## [PROBLEM TO SOLVE]
Although the entries contain pictures, copy only their text, exactly as written.

TASK MATERIAL START

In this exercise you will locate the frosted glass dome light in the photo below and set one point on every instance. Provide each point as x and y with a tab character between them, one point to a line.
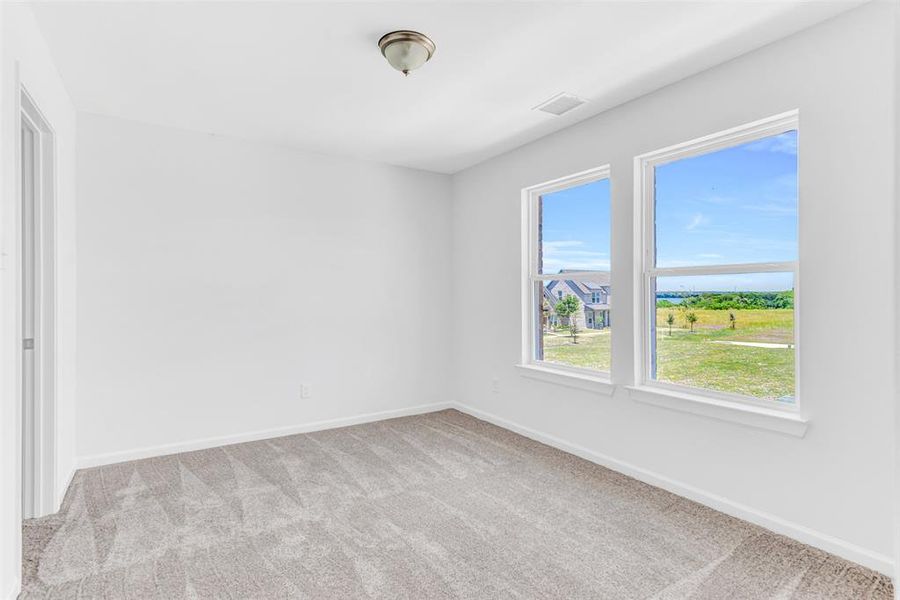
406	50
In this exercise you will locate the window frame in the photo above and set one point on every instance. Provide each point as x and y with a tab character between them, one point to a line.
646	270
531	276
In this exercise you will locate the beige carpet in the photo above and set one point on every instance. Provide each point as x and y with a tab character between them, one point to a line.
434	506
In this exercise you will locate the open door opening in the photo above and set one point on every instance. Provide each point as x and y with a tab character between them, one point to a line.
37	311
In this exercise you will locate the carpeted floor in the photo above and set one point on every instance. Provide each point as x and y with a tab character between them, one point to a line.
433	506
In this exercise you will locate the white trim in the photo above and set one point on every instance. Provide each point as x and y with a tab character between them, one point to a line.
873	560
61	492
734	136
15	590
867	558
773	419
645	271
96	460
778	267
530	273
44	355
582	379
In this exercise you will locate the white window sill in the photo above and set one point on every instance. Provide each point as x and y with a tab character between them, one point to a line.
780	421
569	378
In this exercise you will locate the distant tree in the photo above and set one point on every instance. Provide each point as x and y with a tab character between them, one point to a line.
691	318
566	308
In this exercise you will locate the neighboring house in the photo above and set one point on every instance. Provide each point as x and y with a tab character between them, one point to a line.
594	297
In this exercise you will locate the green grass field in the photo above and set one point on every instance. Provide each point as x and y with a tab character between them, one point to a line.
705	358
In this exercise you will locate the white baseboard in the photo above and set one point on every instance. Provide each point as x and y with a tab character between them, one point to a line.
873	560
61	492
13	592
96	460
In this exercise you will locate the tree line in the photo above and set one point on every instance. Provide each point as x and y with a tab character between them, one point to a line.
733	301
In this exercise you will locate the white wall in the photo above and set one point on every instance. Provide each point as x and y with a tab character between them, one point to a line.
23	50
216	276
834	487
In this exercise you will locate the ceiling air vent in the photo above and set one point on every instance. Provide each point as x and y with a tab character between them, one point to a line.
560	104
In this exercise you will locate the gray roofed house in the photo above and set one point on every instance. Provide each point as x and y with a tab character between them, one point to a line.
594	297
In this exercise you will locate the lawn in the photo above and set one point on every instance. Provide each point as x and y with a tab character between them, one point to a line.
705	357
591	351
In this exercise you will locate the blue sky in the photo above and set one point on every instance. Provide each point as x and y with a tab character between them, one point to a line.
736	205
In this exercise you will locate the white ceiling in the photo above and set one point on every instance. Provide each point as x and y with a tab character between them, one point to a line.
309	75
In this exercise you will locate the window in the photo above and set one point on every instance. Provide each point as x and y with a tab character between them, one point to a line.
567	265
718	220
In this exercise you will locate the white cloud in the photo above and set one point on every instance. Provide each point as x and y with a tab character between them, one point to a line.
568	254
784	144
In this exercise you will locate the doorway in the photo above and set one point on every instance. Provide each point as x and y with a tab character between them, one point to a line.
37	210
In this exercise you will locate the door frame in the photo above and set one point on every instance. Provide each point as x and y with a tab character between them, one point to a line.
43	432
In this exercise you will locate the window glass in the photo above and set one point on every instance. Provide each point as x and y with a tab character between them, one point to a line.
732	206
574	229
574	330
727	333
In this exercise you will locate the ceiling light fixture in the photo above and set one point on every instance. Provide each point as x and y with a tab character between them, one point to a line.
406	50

TASK MATERIAL END

## [YOUR SOLUTION]
In this exercise you will locate the frosted glass dome light in the photo below and set one point on every instance. Provide each point as x and y with a tab character between them, one point to a line.
406	50
In this exercise you will locate the window frame in the photo above and set one point on every instance. Provide each point as x and y with a tab character between them, one point to a line.
646	270
531	276
In this exercise you will locate the beige carpet in the photo above and set one point on every instance. Provide each point as x and y with a tab character between them, one point to a line.
434	506
In this exercise you will locate the open door opening in the photo above and set one point on every instance. Provide each point as x and y with a tab character between them, one point to a line.
37	311
In this exercise you will locate the carpeted floor in the photo above and set one point on every instance. Provide each point as x and y with a tab character between them, one point to a line.
433	506
In this exercise you will locate the white trim in the photo above and set one point on every instance. Provide each point as x and y with a tab character between them, one point to a line.
873	560
61	492
734	136
15	590
867	558
773	419
645	271
96	460
778	267
530	273
44	355
582	379
In this exercise you will locate the white window sill in the photo above and set one point on every instance. Provide each point as x and y with a tab character between them, one point to a line.
780	421
569	378
In this exercise you will locate the distant tree in the photo above and set one point on every instance. Provide each point as x and y with a tab character between them, one point to a line.
691	318
566	308
In this exercise you will locate the neighboring house in the photo above and set one point on every instance. Provide each point as x and y with a tab character between them, one point to a line.
594	297
In this exercise you will locate the green grass field in the photo above and set one point on every instance. Provide each point as x and y with a tab character between them, one point to a line.
705	358
In this exercise you will locate the white baseboard in the photo above and set one point on every instance. Provide each point as x and y with a tab character between them, one point to a line.
873	560
61	492
13	592
96	460
In this exercise you will locate the tree line in the photo above and set one point on every instance. Provide each point as x and y with a tab character between them, one point to a line.
733	301
In this exercise you will locate the white wall in the photo above and set one point on every instance. Provide each point as x and y with a tab character between them, one point to a line.
23	50
216	276
834	487
In this exercise you will locate the ceiling air vent in the photo above and set one point on every instance. Provide each point as x and y with a tab character between them, one point to a line.
560	104
In this exercise you will locate the gray roofed house in the photo above and set one point on every instance. Provide each point as x and y with a tab character between them, one point to a line.
594	297
In this exercise you will locate the lawn in the photo above and set one point on every instance. Provide each point as x and y with a tab character between them, one point to a line.
705	357
591	351
In this exercise you will locate the blue sky in the photo above and set one point on every instance. Provide each point as x and y with a tab character between them, one point to a line.
736	205
In this exercise you will locate the white ceiling in the photo above and set one point on every instance. Provide each point as x and y with a tab character between them, one point to a line.
309	75
In this exercise you will locate the window in the photo above and set one point on every instance. Provide each point as x and y with a tab character between them, one point to a line.
567	265
718	220
In this exercise you will locate the white cloud in the photo above and set one point on every instance. Provide each point as x and y with a tab character between them, one point to a line.
568	254
784	144
In this exercise you will locate the doorway in the photo above and set one point on every instance. Provide each point as x and y with a tab character between them, one point to a line.
37	210
In this exercise you will locate the door frame in the photo above and set one point on every instance. Provide each point as x and y with a tab character between them, one point to a line.
43	432
In this exercise you will locate the window glass in the photo above and set one point on every instance. Provide each point as x and y with a tab character between them, one point to a line.
732	206
574	229
574	330
727	333
In this exercise you will locate the ceiling light fixture in the photo above and set one point on every instance. Provide each point as x and y with a tab character between them, one point to a line.
406	50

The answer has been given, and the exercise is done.